> **Try it**
Working from the entries below, give again each line from the first through the one containing "positive clicks: (390, 97)", exactly and with nothing else.

> **Available data**
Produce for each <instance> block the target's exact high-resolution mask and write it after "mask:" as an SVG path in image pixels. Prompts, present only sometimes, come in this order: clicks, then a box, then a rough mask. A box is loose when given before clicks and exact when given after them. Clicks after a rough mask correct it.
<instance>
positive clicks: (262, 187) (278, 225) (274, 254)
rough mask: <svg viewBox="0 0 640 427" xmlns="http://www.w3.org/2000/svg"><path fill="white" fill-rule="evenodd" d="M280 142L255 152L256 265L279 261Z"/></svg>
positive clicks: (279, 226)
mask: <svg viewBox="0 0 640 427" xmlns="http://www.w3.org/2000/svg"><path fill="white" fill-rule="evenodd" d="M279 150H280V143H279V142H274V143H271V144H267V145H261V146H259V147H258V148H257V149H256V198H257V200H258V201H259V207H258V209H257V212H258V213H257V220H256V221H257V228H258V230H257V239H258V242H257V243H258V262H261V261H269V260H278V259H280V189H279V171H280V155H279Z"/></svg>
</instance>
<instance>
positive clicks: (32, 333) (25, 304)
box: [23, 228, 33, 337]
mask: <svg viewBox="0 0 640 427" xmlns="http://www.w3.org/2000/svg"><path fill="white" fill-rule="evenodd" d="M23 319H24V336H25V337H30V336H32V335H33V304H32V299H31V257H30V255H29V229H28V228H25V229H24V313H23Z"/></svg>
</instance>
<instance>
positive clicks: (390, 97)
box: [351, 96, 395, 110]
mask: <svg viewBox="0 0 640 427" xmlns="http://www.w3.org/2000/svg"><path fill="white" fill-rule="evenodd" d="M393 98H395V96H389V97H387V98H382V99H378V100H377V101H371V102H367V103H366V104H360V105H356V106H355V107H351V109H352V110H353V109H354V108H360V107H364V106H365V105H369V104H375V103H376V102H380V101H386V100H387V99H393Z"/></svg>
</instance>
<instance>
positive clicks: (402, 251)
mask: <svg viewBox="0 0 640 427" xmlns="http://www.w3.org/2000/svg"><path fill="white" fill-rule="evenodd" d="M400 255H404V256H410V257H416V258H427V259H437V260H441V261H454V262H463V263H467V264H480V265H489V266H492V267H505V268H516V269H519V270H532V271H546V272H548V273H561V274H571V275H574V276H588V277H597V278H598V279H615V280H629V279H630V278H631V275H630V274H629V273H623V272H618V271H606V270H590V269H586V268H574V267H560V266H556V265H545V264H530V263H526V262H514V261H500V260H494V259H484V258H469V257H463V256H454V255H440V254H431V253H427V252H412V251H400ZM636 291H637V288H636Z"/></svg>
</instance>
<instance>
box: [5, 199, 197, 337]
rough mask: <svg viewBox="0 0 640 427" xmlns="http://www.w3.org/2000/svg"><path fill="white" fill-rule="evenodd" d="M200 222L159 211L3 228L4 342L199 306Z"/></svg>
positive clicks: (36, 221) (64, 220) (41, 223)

> **Output of the task**
Produce for each <instance> block the target's exact high-resolution mask and write it after "mask:" as an SVG path in image pixels. Prompts, present only sometimes, come in this order: clicks, then a box, then a rough mask. A box is loose when given before clicks and exact when given after them. Clicks after a rough mask correct it.
<instance>
positive clicks: (262, 187) (278, 225) (274, 254)
rough mask: <svg viewBox="0 0 640 427" xmlns="http://www.w3.org/2000/svg"><path fill="white" fill-rule="evenodd" d="M280 142L255 152L256 265L279 261Z"/></svg>
positive clicks: (279, 226)
mask: <svg viewBox="0 0 640 427" xmlns="http://www.w3.org/2000/svg"><path fill="white" fill-rule="evenodd" d="M279 150H280V143H279V142H274V143H271V144H267V145H261V146H259V147H258V148H257V149H256V198H257V200H258V201H259V207H258V209H257V212H258V213H257V220H256V221H257V228H258V230H257V239H258V242H257V243H258V262H261V261H269V260H278V259H280V189H279V171H280V155H279Z"/></svg>
</instance>
<instance>
positive clicks: (32, 333) (25, 304)
box: [23, 228, 33, 337]
mask: <svg viewBox="0 0 640 427" xmlns="http://www.w3.org/2000/svg"><path fill="white" fill-rule="evenodd" d="M23 319H24V336H25V337H30V336H32V335H33V304H32V299H31V257H30V255H29V229H28V228H25V229H24V313H23Z"/></svg>
</instance>
<instance>
positive clicks: (390, 97)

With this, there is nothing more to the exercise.